Given problem
Return, unchanged, every line of the records from the one containing "Where can you find the metal" through the final line of the records.

Data for this task
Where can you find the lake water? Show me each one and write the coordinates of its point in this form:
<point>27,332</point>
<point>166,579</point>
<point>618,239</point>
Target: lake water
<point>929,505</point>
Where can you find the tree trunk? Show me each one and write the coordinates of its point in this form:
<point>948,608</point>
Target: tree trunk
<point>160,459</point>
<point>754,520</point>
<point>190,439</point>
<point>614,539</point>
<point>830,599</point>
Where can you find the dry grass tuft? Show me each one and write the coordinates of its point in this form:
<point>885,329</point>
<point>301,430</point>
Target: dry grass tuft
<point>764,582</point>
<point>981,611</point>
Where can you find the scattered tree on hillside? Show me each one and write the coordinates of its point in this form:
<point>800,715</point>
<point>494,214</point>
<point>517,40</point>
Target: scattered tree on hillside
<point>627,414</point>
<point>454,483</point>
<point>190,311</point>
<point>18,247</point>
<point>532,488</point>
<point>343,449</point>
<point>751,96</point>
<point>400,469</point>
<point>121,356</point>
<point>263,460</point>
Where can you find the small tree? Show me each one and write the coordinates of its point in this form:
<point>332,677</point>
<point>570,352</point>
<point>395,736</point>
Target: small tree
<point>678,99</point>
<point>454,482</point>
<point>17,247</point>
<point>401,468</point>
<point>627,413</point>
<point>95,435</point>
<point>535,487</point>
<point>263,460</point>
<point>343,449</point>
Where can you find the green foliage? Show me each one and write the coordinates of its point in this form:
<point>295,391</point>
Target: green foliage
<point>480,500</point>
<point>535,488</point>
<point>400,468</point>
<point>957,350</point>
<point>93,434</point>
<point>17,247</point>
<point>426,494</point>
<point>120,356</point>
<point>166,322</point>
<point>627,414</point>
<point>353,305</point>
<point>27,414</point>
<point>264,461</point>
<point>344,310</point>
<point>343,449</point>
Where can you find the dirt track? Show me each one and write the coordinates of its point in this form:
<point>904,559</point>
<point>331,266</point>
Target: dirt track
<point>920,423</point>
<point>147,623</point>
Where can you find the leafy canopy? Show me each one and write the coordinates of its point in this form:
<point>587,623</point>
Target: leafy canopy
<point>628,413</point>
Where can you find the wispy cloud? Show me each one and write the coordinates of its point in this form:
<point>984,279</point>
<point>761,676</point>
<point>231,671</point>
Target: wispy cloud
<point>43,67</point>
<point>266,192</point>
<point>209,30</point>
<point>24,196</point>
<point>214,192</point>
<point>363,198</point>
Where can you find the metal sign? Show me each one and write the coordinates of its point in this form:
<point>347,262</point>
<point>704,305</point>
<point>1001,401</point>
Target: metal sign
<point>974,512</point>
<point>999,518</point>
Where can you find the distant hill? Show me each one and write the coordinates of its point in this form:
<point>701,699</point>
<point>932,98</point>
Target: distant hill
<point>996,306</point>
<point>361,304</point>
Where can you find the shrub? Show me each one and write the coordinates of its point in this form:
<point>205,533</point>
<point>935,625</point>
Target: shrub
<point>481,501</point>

Answer
Where can you find the metal sign? Show me each one and write the coordinates of its point in this form:
<point>347,262</point>
<point>704,305</point>
<point>1001,401</point>
Target: metal sign
<point>974,512</point>
<point>999,518</point>
Where can you find the distant hill? Show me each one and write the coordinates of its point in this form:
<point>701,699</point>
<point>932,98</point>
Target: distant hill
<point>996,306</point>
<point>361,304</point>
Where can you find the shrub? Show me each one and write the coordinates of its point in this form:
<point>205,533</point>
<point>935,625</point>
Target: shrub
<point>481,501</point>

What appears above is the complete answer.